Exercise: Where the string "clicks" occurs in a line of the data below, that line should be copied.

Stored data entries
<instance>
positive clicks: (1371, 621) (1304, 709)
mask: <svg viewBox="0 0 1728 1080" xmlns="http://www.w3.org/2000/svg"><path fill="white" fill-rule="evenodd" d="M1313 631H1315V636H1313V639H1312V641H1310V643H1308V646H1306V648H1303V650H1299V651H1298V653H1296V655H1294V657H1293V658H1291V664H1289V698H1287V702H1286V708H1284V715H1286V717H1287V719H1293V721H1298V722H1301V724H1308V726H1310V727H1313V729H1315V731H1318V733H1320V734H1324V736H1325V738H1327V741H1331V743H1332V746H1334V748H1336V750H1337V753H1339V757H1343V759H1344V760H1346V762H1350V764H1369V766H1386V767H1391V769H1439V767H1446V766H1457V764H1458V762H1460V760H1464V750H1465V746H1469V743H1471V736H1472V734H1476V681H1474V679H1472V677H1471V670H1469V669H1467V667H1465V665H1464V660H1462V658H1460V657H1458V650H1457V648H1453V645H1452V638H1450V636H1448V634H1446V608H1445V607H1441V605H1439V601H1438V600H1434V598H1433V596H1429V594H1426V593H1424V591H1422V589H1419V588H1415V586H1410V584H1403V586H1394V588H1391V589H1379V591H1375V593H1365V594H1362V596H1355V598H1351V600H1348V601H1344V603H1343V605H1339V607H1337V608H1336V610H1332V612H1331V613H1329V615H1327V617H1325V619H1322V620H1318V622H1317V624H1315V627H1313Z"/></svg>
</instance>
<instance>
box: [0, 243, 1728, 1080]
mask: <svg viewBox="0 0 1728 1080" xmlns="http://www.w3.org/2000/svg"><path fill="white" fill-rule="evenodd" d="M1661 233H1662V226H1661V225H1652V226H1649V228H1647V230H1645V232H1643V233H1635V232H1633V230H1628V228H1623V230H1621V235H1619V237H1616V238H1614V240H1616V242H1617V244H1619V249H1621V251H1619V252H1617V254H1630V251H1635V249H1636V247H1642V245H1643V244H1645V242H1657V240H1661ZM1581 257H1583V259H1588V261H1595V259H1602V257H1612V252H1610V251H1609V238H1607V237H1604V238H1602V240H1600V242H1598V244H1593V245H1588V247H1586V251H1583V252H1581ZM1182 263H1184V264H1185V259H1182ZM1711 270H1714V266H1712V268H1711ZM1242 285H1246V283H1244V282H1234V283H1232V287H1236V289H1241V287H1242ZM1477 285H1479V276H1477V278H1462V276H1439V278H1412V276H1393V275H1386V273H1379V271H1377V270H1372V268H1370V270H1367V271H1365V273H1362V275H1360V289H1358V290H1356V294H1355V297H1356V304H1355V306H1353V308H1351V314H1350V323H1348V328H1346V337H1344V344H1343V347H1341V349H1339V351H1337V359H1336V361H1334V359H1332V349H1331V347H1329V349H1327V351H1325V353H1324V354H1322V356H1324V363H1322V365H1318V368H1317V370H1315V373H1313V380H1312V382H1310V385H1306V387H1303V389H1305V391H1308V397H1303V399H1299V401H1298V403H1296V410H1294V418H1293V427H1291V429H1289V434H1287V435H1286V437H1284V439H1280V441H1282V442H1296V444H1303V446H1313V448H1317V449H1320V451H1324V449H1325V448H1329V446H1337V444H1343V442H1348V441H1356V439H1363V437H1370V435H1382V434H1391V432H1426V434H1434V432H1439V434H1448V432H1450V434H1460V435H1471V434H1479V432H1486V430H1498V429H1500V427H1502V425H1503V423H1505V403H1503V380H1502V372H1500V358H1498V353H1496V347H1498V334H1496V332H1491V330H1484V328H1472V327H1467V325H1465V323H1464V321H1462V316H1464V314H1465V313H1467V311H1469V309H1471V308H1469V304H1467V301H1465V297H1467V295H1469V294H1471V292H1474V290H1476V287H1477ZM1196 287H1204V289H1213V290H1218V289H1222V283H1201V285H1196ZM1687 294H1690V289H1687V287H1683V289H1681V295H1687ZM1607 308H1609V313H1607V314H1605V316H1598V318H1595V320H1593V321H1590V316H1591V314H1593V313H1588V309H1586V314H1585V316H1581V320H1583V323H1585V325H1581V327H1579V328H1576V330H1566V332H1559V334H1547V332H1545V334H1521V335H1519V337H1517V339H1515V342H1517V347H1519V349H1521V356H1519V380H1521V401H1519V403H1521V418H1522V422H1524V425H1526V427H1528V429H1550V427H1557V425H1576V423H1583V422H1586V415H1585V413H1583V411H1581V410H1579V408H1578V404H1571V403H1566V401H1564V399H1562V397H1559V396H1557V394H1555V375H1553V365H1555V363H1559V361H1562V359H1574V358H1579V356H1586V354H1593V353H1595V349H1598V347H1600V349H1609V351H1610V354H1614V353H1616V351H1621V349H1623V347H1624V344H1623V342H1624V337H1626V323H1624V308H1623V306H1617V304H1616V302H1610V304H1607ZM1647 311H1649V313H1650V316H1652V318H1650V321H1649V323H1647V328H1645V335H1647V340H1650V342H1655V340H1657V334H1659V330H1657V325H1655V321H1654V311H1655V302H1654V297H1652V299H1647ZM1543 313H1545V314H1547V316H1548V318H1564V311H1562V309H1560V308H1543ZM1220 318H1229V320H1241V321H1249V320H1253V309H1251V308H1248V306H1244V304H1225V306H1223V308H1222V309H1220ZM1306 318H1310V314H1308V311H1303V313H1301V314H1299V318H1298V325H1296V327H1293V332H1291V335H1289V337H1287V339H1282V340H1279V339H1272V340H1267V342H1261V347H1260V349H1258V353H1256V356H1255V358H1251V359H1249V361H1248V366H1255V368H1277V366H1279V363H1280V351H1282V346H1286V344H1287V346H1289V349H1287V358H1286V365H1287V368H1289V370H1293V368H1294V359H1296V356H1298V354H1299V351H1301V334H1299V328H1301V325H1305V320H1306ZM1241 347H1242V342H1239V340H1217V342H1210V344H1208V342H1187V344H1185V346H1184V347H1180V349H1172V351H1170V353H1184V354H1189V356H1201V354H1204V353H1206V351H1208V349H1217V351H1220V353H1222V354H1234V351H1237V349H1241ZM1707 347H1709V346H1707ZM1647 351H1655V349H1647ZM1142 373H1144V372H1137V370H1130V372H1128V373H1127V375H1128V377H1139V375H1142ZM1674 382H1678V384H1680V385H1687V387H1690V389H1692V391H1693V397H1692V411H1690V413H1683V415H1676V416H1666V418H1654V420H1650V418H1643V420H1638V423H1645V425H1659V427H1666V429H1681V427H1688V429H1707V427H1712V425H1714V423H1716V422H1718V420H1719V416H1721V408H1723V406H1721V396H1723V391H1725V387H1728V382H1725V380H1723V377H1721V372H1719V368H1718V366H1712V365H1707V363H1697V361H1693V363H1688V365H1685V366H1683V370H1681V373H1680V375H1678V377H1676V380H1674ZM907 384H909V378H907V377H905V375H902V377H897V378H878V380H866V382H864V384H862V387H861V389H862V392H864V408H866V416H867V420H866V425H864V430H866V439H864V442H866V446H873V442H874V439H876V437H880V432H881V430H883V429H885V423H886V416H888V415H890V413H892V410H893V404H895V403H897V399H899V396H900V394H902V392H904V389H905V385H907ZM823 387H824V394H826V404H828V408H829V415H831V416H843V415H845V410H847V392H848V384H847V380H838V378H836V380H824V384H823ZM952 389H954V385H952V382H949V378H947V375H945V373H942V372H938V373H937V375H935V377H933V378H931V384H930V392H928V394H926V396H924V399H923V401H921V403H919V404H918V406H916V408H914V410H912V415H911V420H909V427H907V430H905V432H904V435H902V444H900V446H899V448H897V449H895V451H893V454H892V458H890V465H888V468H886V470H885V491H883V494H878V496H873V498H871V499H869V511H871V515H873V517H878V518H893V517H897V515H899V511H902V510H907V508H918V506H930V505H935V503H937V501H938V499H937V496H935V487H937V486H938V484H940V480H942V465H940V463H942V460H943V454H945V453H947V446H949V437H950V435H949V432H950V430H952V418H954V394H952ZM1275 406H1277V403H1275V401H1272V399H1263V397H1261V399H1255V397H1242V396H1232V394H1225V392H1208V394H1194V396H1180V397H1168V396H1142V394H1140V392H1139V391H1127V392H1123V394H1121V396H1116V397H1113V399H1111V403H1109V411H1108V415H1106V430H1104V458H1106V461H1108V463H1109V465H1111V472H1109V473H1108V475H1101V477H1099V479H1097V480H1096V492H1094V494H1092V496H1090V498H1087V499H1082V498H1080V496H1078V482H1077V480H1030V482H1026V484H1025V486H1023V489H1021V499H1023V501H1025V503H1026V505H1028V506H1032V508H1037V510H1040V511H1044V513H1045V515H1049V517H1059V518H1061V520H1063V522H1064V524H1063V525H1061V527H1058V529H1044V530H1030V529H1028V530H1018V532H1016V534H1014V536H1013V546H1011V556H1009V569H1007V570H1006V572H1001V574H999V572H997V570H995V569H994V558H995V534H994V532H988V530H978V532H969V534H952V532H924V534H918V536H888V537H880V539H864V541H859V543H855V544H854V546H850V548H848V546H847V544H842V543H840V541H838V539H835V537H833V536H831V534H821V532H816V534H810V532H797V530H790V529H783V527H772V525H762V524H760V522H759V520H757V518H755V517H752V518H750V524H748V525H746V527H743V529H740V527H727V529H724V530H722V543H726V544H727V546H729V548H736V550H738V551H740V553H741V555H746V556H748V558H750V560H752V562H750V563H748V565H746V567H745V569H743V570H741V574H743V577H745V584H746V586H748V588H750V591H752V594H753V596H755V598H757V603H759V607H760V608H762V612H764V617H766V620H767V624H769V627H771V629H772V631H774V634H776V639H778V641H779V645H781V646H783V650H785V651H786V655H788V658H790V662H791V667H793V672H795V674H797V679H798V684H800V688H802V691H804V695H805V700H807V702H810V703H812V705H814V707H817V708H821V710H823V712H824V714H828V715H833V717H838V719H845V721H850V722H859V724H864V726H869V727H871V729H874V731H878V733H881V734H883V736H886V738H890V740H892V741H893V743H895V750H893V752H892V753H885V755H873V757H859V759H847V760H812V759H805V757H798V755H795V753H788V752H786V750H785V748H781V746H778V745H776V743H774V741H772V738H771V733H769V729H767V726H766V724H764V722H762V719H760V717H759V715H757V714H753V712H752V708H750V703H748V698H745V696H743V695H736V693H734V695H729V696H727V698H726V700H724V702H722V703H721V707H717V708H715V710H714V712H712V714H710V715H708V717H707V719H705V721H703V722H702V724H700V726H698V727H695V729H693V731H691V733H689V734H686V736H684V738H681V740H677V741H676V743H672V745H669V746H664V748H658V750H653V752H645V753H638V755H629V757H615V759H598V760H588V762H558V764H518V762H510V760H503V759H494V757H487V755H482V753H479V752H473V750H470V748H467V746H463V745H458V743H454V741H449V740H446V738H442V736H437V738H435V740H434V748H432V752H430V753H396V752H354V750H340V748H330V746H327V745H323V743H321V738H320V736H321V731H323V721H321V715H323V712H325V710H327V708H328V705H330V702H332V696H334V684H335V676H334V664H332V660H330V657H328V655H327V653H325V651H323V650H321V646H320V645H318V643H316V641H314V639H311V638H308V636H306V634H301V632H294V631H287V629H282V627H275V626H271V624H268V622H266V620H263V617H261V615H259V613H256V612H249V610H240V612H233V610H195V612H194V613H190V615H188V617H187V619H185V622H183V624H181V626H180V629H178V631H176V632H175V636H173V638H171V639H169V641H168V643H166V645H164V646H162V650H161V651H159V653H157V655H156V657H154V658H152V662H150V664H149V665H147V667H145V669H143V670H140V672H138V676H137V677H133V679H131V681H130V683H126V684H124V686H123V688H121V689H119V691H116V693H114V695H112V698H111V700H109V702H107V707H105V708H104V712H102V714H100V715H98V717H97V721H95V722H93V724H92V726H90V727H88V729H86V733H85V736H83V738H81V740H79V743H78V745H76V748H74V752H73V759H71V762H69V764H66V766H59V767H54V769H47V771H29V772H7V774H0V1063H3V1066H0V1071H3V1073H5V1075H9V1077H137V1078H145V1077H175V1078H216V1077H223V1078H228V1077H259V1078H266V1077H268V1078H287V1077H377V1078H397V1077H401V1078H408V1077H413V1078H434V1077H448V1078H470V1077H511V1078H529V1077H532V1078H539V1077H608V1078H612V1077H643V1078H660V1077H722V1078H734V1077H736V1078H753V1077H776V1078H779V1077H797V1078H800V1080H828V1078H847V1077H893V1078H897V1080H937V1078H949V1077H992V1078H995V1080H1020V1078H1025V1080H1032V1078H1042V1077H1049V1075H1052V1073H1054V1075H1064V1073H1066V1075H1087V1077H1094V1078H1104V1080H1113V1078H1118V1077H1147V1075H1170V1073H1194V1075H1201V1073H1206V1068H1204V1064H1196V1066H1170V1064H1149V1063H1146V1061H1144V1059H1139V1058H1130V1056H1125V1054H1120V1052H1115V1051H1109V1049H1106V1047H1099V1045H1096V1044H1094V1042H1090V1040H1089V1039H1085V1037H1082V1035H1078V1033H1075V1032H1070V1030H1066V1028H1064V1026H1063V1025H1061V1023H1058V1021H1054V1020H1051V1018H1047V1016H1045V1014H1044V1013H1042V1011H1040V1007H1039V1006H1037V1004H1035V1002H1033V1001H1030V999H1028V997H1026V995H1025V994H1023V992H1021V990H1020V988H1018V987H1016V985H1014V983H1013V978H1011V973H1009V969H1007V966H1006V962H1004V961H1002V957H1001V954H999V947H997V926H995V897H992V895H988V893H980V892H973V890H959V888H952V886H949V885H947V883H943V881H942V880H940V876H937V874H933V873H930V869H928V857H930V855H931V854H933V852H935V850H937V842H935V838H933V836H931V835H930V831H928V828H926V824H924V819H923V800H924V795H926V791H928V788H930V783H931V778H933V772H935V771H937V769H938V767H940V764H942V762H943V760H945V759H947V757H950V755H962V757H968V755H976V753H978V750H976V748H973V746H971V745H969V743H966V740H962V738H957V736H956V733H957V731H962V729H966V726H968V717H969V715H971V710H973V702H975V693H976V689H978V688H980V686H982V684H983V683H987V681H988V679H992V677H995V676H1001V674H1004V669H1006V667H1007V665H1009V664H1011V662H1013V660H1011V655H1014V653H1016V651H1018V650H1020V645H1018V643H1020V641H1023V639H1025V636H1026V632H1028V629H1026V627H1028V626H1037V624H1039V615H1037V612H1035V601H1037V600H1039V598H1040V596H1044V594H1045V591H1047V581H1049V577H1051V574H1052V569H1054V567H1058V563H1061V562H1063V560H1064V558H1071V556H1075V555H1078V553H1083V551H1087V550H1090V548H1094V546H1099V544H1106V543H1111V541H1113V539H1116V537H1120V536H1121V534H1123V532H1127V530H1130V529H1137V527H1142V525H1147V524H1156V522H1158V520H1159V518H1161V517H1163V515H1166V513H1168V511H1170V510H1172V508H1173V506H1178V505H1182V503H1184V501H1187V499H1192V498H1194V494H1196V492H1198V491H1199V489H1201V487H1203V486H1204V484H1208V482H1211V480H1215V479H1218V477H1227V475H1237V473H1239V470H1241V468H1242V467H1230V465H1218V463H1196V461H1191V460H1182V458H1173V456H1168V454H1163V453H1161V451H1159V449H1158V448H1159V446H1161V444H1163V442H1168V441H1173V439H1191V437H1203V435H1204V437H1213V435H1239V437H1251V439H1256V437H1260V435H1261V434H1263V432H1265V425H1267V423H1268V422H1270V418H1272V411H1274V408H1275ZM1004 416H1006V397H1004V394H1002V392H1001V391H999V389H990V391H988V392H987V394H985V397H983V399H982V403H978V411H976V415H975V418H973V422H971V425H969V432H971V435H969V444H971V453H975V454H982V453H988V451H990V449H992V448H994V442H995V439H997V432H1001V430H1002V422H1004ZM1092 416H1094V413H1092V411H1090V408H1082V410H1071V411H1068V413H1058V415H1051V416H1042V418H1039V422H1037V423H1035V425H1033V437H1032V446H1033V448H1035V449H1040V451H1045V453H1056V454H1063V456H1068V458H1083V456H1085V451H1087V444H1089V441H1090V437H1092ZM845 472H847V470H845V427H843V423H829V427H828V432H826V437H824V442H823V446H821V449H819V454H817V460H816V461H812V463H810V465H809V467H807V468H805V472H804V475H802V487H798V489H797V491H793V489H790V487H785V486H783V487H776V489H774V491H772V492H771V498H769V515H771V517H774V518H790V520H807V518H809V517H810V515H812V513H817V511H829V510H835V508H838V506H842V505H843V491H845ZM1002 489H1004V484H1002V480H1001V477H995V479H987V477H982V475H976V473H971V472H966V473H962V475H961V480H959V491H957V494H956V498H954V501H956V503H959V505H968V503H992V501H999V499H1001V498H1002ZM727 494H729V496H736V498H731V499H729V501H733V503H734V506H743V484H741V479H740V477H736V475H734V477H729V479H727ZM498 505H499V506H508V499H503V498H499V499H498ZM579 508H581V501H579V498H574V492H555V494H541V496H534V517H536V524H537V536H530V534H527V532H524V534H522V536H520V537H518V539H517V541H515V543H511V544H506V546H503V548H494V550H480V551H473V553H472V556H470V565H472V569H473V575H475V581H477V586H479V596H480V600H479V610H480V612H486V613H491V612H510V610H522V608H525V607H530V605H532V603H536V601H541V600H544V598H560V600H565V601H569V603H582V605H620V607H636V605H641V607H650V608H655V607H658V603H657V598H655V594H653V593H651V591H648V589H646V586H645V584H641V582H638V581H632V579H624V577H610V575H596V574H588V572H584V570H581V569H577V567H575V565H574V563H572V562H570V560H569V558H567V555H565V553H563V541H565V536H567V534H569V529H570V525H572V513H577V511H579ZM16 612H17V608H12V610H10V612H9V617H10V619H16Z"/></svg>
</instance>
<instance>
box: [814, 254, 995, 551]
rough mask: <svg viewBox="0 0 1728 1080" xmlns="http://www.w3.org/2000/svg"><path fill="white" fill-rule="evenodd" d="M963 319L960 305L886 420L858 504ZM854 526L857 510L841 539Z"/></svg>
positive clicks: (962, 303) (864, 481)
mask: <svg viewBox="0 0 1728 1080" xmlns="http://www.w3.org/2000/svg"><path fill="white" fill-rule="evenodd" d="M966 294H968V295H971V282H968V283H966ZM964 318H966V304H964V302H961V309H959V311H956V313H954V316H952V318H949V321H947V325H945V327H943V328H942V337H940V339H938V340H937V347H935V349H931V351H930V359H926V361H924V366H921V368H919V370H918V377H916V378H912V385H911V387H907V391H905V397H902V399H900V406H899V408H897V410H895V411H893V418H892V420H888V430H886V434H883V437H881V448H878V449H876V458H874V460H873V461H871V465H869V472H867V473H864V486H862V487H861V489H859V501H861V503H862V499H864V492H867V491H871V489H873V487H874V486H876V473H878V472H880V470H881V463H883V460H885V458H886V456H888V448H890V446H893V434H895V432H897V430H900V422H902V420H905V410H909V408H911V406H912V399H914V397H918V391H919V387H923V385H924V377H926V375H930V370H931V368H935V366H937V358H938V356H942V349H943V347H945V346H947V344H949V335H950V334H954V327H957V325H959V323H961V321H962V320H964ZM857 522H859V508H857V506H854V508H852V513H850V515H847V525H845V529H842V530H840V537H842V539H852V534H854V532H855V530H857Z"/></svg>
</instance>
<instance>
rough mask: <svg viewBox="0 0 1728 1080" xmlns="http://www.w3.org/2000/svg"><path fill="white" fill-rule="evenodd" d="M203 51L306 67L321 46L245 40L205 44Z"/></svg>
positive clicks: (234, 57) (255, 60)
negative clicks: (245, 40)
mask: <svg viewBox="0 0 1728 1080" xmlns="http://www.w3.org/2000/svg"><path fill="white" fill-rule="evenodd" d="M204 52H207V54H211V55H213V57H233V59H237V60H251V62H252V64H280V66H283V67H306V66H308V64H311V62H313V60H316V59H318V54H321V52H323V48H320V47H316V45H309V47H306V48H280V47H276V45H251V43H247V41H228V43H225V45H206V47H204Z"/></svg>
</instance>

Solution for this exercise:
positive clicks: (1371, 621) (1304, 709)
positive clicks: (962, 303) (864, 481)
positive clicks: (234, 57) (255, 60)
negative clicks: (245, 40)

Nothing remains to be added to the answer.